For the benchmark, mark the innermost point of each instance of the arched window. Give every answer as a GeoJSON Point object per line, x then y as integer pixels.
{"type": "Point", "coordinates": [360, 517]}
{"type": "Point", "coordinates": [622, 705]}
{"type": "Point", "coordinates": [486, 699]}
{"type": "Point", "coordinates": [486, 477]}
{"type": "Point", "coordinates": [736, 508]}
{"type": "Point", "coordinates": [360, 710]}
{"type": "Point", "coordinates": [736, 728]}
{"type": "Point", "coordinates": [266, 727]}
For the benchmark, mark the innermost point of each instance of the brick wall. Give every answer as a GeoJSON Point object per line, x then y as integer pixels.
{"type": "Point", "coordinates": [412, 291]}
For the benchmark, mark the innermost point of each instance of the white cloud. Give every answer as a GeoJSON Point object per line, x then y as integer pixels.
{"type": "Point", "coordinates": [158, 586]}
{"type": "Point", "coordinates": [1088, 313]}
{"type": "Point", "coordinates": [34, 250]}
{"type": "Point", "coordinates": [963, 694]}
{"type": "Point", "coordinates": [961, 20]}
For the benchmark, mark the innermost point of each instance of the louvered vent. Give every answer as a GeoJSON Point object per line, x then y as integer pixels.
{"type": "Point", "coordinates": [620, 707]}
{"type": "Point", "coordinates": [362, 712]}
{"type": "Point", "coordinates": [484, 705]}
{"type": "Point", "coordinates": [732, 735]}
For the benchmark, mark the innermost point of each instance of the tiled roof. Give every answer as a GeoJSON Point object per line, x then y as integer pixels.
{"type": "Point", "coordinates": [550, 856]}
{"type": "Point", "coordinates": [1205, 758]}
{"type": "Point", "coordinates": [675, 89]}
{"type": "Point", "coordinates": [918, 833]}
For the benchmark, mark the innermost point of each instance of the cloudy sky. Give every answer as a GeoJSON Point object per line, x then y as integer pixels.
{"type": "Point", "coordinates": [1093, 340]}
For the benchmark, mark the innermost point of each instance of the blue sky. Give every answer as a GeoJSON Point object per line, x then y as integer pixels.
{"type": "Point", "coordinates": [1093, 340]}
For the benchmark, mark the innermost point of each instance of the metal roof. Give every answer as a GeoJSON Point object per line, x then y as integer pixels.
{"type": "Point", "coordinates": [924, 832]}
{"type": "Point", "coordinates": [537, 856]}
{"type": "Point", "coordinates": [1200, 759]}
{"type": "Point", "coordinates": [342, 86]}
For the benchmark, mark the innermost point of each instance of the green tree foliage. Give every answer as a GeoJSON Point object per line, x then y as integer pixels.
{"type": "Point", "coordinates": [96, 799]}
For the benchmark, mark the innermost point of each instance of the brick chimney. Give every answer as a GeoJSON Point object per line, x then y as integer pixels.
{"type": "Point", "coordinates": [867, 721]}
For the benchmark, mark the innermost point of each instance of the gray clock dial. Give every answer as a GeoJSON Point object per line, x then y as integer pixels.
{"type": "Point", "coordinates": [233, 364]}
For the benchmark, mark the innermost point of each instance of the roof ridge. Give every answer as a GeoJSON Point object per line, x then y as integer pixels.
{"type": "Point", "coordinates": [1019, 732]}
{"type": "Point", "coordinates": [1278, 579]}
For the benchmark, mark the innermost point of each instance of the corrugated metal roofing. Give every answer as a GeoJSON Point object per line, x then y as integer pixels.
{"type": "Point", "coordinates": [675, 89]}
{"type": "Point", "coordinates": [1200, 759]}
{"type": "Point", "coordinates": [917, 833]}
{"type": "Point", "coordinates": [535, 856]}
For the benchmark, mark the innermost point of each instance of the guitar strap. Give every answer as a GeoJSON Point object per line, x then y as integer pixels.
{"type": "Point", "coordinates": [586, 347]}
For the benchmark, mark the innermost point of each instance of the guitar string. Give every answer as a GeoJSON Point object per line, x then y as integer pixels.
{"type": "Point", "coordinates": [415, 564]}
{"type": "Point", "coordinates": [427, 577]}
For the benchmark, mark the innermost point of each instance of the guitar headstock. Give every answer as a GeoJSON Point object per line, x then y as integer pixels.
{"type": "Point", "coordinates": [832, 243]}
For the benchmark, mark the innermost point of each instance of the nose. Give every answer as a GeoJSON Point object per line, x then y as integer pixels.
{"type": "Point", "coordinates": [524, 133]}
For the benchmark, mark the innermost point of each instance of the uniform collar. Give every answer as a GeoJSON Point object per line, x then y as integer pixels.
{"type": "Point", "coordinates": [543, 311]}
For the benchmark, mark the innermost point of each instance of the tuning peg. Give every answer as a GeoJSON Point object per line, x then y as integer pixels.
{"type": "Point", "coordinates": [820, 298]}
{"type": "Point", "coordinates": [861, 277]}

• • • •

WHAT THE TASK ASKS:
Copy the data from the line containing "of the uniform" through the end of the data, substituting "central point" for "innermost point" and leaving everything else unchanged.

PROBLEM SOLUTION:
For the benchmark, mark the central point of each instance of the uniform collar. Give every answer as a GeoJSON Point object per line, x then y as integer pixels.
{"type": "Point", "coordinates": [543, 311]}
For the benchmark, mark the central point of each instance of the tuning peg. Give every answer as a GeoJSON Point object per line, x then y as integer pixels.
{"type": "Point", "coordinates": [820, 298]}
{"type": "Point", "coordinates": [861, 277]}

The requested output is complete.